● **WORK TO BE COMPLETED**: Show each line of the items below that contains the word "green". Case counts.

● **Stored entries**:
-=-=-

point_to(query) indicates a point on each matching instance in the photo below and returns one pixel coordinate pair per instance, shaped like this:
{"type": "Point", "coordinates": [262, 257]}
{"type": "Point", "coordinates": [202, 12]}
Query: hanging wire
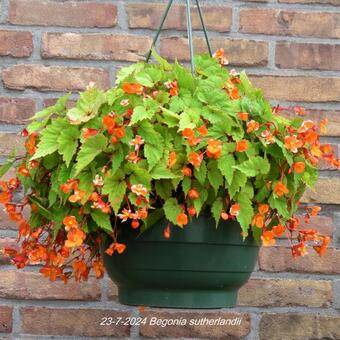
{"type": "Point", "coordinates": [189, 31]}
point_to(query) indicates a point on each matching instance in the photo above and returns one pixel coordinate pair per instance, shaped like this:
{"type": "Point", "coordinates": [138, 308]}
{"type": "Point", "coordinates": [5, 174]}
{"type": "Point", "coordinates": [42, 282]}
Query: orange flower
{"type": "Point", "coordinates": [292, 143]}
{"type": "Point", "coordinates": [299, 167]}
{"type": "Point", "coordinates": [321, 250]}
{"type": "Point", "coordinates": [182, 219]}
{"type": "Point", "coordinates": [299, 250]}
{"type": "Point", "coordinates": [241, 146]}
{"type": "Point", "coordinates": [70, 222]}
{"type": "Point", "coordinates": [23, 171]}
{"type": "Point", "coordinates": [98, 268]}
{"type": "Point", "coordinates": [263, 208]}
{"type": "Point", "coordinates": [214, 148]}
{"type": "Point", "coordinates": [133, 88]}
{"type": "Point", "coordinates": [235, 209]}
{"type": "Point", "coordinates": [258, 221]}
{"type": "Point", "coordinates": [243, 116]}
{"type": "Point", "coordinates": [192, 211]}
{"type": "Point", "coordinates": [195, 159]}
{"type": "Point", "coordinates": [193, 194]}
{"type": "Point", "coordinates": [280, 189]}
{"type": "Point", "coordinates": [315, 210]}
{"type": "Point", "coordinates": [268, 238]}
{"type": "Point", "coordinates": [78, 195]}
{"type": "Point", "coordinates": [172, 159]}
{"type": "Point", "coordinates": [87, 133]}
{"type": "Point", "coordinates": [186, 171]}
{"type": "Point", "coordinates": [278, 230]}
{"type": "Point", "coordinates": [203, 131]}
{"type": "Point", "coordinates": [75, 238]}
{"type": "Point", "coordinates": [252, 126]}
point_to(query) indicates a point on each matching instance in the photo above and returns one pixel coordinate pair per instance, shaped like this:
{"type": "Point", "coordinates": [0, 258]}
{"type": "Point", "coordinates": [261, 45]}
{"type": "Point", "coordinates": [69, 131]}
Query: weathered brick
{"type": "Point", "coordinates": [16, 44]}
{"type": "Point", "coordinates": [308, 56]}
{"type": "Point", "coordinates": [217, 18]}
{"type": "Point", "coordinates": [308, 89]}
{"type": "Point", "coordinates": [16, 110]}
{"type": "Point", "coordinates": [10, 141]}
{"type": "Point", "coordinates": [326, 192]}
{"type": "Point", "coordinates": [73, 322]}
{"type": "Point", "coordinates": [68, 13]}
{"type": "Point", "coordinates": [290, 23]}
{"type": "Point", "coordinates": [299, 326]}
{"type": "Point", "coordinates": [321, 2]}
{"type": "Point", "coordinates": [281, 293]}
{"type": "Point", "coordinates": [333, 116]}
{"type": "Point", "coordinates": [239, 52]}
{"type": "Point", "coordinates": [279, 259]}
{"type": "Point", "coordinates": [6, 321]}
{"type": "Point", "coordinates": [95, 46]}
{"type": "Point", "coordinates": [54, 78]}
{"type": "Point", "coordinates": [6, 242]}
{"type": "Point", "coordinates": [194, 331]}
{"type": "Point", "coordinates": [31, 286]}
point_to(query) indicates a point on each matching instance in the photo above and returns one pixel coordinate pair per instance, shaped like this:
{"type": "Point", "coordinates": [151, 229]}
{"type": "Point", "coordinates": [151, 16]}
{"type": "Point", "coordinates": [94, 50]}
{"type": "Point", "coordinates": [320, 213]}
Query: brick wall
{"type": "Point", "coordinates": [291, 48]}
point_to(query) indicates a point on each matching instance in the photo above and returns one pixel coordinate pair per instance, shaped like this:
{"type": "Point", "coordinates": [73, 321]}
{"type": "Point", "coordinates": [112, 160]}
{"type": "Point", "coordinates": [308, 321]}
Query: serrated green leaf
{"type": "Point", "coordinates": [139, 114]}
{"type": "Point", "coordinates": [92, 147]}
{"type": "Point", "coordinates": [254, 166]}
{"type": "Point", "coordinates": [48, 144]}
{"type": "Point", "coordinates": [216, 209]}
{"type": "Point", "coordinates": [115, 188]}
{"type": "Point", "coordinates": [102, 220]}
{"type": "Point", "coordinates": [225, 164]}
{"type": "Point", "coordinates": [68, 143]}
{"type": "Point", "coordinates": [171, 210]}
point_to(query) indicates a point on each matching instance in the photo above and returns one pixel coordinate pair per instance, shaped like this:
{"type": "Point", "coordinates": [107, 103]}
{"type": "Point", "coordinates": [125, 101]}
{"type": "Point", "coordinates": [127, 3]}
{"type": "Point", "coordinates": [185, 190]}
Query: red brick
{"type": "Point", "coordinates": [317, 2]}
{"type": "Point", "coordinates": [54, 78]}
{"type": "Point", "coordinates": [217, 18]}
{"type": "Point", "coordinates": [194, 331]}
{"type": "Point", "coordinates": [32, 286]}
{"type": "Point", "coordinates": [326, 192]}
{"type": "Point", "coordinates": [280, 259]}
{"type": "Point", "coordinates": [308, 89]}
{"type": "Point", "coordinates": [16, 44]}
{"type": "Point", "coordinates": [240, 52]}
{"type": "Point", "coordinates": [95, 46]}
{"type": "Point", "coordinates": [6, 322]}
{"type": "Point", "coordinates": [72, 322]}
{"type": "Point", "coordinates": [16, 110]}
{"type": "Point", "coordinates": [308, 56]}
{"type": "Point", "coordinates": [290, 23]}
{"type": "Point", "coordinates": [282, 293]}
{"type": "Point", "coordinates": [333, 116]}
{"type": "Point", "coordinates": [299, 326]}
{"type": "Point", "coordinates": [6, 242]}
{"type": "Point", "coordinates": [68, 13]}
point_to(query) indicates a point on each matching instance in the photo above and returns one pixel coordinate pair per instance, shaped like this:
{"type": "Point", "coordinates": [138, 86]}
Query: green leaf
{"type": "Point", "coordinates": [216, 209]}
{"type": "Point", "coordinates": [161, 171]}
{"type": "Point", "coordinates": [8, 164]}
{"type": "Point", "coordinates": [115, 188]}
{"type": "Point", "coordinates": [201, 173]}
{"type": "Point", "coordinates": [48, 138]}
{"type": "Point", "coordinates": [68, 143]}
{"type": "Point", "coordinates": [225, 164]}
{"type": "Point", "coordinates": [91, 148]}
{"type": "Point", "coordinates": [171, 210]}
{"type": "Point", "coordinates": [246, 212]}
{"type": "Point", "coordinates": [102, 220]}
{"type": "Point", "coordinates": [139, 114]}
{"type": "Point", "coordinates": [254, 166]}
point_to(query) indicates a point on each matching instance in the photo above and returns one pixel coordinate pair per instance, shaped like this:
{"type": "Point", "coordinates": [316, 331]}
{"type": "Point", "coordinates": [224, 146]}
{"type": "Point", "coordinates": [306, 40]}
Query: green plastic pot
{"type": "Point", "coordinates": [200, 266]}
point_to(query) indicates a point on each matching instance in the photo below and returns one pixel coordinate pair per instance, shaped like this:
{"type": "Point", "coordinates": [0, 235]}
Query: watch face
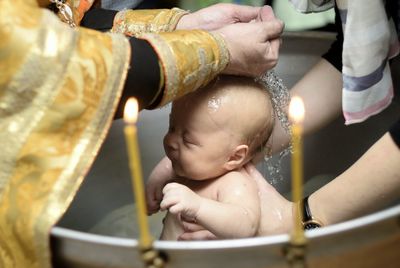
{"type": "Point", "coordinates": [311, 225]}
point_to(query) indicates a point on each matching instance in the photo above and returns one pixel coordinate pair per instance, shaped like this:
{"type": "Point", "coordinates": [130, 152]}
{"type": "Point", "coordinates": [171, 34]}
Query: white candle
{"type": "Point", "coordinates": [296, 115]}
{"type": "Point", "coordinates": [130, 117]}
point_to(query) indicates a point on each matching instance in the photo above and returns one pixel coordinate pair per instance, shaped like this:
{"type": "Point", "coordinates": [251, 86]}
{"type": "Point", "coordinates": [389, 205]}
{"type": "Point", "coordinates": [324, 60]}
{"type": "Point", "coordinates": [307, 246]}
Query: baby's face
{"type": "Point", "coordinates": [197, 142]}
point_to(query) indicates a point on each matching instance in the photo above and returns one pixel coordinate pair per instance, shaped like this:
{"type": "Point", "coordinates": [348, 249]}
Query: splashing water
{"type": "Point", "coordinates": [280, 99]}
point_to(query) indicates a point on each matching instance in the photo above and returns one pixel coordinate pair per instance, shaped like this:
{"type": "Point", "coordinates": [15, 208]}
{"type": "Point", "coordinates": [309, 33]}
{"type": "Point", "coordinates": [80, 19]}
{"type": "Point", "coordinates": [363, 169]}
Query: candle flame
{"type": "Point", "coordinates": [131, 111]}
{"type": "Point", "coordinates": [296, 109]}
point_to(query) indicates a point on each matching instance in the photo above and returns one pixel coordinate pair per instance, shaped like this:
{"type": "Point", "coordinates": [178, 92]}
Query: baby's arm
{"type": "Point", "coordinates": [235, 214]}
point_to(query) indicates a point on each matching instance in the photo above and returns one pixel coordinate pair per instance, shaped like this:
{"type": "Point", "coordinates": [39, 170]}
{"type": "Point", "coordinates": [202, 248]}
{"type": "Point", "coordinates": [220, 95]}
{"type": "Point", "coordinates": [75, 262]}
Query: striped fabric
{"type": "Point", "coordinates": [370, 40]}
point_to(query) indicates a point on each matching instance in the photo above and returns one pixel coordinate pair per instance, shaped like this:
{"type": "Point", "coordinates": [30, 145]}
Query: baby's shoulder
{"type": "Point", "coordinates": [235, 178]}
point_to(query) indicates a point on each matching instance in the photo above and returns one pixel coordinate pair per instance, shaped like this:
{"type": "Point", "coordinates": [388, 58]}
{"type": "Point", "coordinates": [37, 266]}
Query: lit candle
{"type": "Point", "coordinates": [296, 115]}
{"type": "Point", "coordinates": [130, 130]}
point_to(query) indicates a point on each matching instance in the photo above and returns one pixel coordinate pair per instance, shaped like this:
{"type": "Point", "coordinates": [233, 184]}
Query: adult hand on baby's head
{"type": "Point", "coordinates": [217, 16]}
{"type": "Point", "coordinates": [253, 47]}
{"type": "Point", "coordinates": [180, 199]}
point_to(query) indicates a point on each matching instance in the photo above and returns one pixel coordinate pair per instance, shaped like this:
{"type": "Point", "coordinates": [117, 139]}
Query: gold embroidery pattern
{"type": "Point", "coordinates": [189, 59]}
{"type": "Point", "coordinates": [137, 22]}
{"type": "Point", "coordinates": [57, 100]}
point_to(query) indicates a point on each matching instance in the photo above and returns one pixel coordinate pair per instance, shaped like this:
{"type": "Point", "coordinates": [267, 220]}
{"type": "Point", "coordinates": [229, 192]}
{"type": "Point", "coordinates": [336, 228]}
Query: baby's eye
{"type": "Point", "coordinates": [187, 140]}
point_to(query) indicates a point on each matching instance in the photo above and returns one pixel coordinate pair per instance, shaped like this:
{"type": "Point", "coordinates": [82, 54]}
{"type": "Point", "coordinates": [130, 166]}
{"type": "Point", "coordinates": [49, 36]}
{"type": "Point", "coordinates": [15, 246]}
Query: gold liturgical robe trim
{"type": "Point", "coordinates": [59, 88]}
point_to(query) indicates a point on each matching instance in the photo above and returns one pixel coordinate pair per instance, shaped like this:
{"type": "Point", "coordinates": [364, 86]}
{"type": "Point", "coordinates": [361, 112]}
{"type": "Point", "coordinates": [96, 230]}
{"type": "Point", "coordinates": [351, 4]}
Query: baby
{"type": "Point", "coordinates": [213, 132]}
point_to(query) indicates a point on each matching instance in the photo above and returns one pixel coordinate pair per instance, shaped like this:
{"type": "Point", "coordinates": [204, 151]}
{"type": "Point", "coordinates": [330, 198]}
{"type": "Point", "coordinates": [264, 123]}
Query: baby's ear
{"type": "Point", "coordinates": [237, 158]}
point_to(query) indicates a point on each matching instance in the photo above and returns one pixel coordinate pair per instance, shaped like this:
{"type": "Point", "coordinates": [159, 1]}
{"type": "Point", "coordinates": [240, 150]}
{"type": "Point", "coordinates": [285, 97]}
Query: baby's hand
{"type": "Point", "coordinates": [158, 178]}
{"type": "Point", "coordinates": [180, 199]}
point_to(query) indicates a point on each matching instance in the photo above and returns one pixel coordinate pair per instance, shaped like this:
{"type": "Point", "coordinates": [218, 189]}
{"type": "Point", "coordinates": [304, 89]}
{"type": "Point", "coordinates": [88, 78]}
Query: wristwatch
{"type": "Point", "coordinates": [309, 222]}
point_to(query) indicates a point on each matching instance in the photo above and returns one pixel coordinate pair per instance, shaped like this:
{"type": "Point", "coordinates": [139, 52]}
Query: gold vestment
{"type": "Point", "coordinates": [59, 88]}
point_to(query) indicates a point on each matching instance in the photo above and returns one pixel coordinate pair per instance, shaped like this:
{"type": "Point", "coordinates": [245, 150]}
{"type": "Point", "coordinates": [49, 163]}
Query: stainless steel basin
{"type": "Point", "coordinates": [327, 153]}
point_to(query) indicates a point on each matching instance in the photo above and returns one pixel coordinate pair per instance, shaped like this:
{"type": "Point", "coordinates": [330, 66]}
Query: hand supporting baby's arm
{"type": "Point", "coordinates": [236, 213]}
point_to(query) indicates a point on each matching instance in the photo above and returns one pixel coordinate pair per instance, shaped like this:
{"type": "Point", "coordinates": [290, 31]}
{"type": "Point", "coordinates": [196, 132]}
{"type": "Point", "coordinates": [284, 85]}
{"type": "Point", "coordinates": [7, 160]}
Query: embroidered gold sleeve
{"type": "Point", "coordinates": [137, 22]}
{"type": "Point", "coordinates": [189, 60]}
{"type": "Point", "coordinates": [59, 88]}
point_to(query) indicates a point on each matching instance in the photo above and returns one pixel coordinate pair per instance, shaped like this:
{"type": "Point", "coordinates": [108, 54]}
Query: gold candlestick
{"type": "Point", "coordinates": [296, 115]}
{"type": "Point", "coordinates": [130, 130]}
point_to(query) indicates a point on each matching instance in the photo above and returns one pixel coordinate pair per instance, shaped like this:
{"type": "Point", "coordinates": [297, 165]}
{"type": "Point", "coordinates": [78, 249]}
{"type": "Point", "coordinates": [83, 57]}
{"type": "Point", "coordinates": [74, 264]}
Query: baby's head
{"type": "Point", "coordinates": [218, 128]}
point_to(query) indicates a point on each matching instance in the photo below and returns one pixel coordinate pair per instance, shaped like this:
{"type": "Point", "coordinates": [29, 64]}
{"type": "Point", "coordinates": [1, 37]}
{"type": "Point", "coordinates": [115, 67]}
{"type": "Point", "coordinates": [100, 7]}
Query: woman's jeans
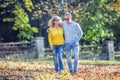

-=-=-

● **COMPLETED EXERCISE**:
Query: serrated green leaf
Query: green leaf
Query: green plastic pot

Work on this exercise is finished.